* _WORK TO DO_
Turn the lines below into a numbered list, skipping any blank lines.

Coordinate labeling data:
--- --- ---
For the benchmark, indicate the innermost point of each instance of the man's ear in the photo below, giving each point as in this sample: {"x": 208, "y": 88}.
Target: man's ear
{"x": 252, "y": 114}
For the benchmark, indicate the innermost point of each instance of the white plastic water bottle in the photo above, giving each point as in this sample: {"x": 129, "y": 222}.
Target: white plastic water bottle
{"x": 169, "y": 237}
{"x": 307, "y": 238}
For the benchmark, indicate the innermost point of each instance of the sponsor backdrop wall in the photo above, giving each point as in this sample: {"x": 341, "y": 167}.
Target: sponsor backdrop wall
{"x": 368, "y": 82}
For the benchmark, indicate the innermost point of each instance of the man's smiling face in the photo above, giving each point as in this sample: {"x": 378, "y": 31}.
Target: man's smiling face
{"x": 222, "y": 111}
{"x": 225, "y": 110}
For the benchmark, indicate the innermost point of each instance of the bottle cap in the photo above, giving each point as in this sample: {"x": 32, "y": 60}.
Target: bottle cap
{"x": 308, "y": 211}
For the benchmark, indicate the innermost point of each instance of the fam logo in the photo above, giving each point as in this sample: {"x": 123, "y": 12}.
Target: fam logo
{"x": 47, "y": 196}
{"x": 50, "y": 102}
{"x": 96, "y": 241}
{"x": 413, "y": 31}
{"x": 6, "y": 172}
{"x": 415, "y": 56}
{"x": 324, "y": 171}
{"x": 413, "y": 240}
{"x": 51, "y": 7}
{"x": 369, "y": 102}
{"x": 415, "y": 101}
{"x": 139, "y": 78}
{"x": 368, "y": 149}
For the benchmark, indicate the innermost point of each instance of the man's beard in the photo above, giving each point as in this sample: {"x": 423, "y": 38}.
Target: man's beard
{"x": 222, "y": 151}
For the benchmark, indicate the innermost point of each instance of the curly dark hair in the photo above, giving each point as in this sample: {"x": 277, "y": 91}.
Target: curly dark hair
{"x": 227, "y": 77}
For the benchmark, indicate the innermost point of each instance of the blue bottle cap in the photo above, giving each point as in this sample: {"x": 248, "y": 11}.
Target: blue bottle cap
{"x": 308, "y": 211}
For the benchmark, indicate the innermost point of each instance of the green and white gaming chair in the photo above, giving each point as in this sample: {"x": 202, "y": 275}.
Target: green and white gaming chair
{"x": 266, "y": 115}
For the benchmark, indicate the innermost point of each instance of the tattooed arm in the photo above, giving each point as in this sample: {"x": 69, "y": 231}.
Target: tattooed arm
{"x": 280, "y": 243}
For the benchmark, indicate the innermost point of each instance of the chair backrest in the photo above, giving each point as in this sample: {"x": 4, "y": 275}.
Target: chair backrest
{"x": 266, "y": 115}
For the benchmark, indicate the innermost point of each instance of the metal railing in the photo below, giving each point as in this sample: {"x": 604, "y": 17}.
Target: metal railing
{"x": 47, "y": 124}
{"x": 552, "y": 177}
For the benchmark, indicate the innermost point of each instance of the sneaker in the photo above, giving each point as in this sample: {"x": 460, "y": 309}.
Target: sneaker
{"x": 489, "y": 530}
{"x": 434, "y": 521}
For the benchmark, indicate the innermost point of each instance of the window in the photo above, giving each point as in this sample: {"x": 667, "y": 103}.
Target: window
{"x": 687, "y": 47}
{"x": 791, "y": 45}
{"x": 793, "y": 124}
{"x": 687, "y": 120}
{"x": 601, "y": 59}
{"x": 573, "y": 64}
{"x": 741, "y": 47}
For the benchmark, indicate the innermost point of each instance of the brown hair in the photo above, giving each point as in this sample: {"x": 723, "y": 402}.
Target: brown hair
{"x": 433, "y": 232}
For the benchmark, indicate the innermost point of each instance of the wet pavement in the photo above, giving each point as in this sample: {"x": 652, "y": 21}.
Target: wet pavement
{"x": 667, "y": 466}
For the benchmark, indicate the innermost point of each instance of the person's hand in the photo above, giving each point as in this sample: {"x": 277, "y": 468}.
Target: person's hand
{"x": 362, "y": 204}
--- --- ---
* _SOLUTION BELOW_
1. For the benchmark, indicate the innermost point of each instance of the man's ear in the photo below, giving each point as in this sample: {"x": 208, "y": 88}.
2. Target: man's ear
3. {"x": 252, "y": 114}
4. For the benchmark, indicate the innermost point of each instance of the white plastic water bottle in the photo above, giving each point as in this sample: {"x": 129, "y": 222}.
5. Target: white plastic water bottle
6. {"x": 169, "y": 237}
7. {"x": 307, "y": 238}
8. For the benchmark, indicate the innermost point of each instance of the sponsor backdrop wall in the photo above, giving each point as in this sample: {"x": 341, "y": 167}.
9. Target: sponsor backdrop wall
10. {"x": 368, "y": 82}
11. For the benchmark, indicate the innermost point of each instance of the man's smiling face in the photo above, giving each point as in this sample: {"x": 378, "y": 31}.
12. Target: man's smiling face
13. {"x": 222, "y": 111}
14. {"x": 225, "y": 110}
15. For the benchmark, indicate the innermost point of each instance of the bottle cap in the photo above, giving each point as in this sample: {"x": 32, "y": 60}.
16. Target: bottle cap
17. {"x": 308, "y": 211}
18. For the benchmark, indicate the innermost point of each instance of the fam logo in the photo above, giving each point as in this sample: {"x": 123, "y": 12}.
19. Target: fam logo
20. {"x": 47, "y": 196}
21. {"x": 50, "y": 102}
22. {"x": 96, "y": 241}
23. {"x": 413, "y": 31}
24. {"x": 6, "y": 172}
25. {"x": 415, "y": 56}
26. {"x": 324, "y": 171}
27. {"x": 413, "y": 240}
28. {"x": 51, "y": 7}
29. {"x": 369, "y": 102}
30. {"x": 415, "y": 101}
31. {"x": 139, "y": 78}
32. {"x": 368, "y": 149}
33. For the benchmark, indicate the innermost point of each instance of the man's beard in the photo above, giving each point as in this sample: {"x": 423, "y": 38}.
34. Target: man's beard
35. {"x": 222, "y": 151}
36. For the benchmark, indicate the innermost point of each instance of the curly dark hair in the photo above, giving each point as in this sample: {"x": 277, "y": 91}.
37. Target: curly dark hair
38. {"x": 227, "y": 77}
39. For the benchmark, indicate the innermost point of each instance of the blue bottle cap in the photo above, giving each point as in this sample: {"x": 248, "y": 11}.
40. Target: blue bottle cap
41. {"x": 308, "y": 211}
42. For the benchmark, indicate the innermost point of each instance of the green and white gaming chair in the photo above, giving each point as in this sample: {"x": 202, "y": 275}.
43. Target: green and white gaming chair
44. {"x": 266, "y": 115}
45. For the benchmark, indicate the innermost point of each instance of the tattooed arm in the photo above, giving each point as in this sample: {"x": 69, "y": 231}.
46. Target: tattooed arm
47. {"x": 280, "y": 243}
48. For the benchmark, indicate the innermost point of each instance of the chair backrest in the photo above, giving each point as in this sample: {"x": 4, "y": 275}.
49. Target: chair backrest
50. {"x": 266, "y": 115}
51. For the benchmark, indicate the innermost point of each instance of the metal railing in the photo below, giving each point as in this sample: {"x": 604, "y": 17}.
52. Target: metal railing
53. {"x": 47, "y": 124}
54. {"x": 552, "y": 177}
55. For the benchmark, indicate the innermost point of each instance of the sneaker in the photo above, giving each point as in this sample: {"x": 460, "y": 309}.
56. Target: sneaker
57. {"x": 489, "y": 530}
58. {"x": 434, "y": 521}
59. For the benchmark, indicate the innermost point of each instance of the window in the photo above, giving each point as in this sample: {"x": 667, "y": 103}.
60. Target: window
61. {"x": 687, "y": 47}
62. {"x": 791, "y": 45}
63. {"x": 793, "y": 124}
64. {"x": 687, "y": 120}
65. {"x": 601, "y": 59}
66. {"x": 573, "y": 64}
67. {"x": 741, "y": 47}
68. For the benchmark, indicate the innermost point of each instance of the brown hair in the photo above, giving each point as in this sample: {"x": 723, "y": 402}.
69. Target: brown hair
70. {"x": 433, "y": 232}
71. For the benchmark, indicate the innermost point of each instance of the wet pavement in the photo above, giving each point as in this sample: {"x": 652, "y": 21}.
72. Target: wet pavement
73. {"x": 667, "y": 466}
74. For the benchmark, indicate the innermost point of each instance of the person's hand in the photo above, giving each point as in this sample: {"x": 277, "y": 468}.
75. Target: person's hand
76. {"x": 362, "y": 204}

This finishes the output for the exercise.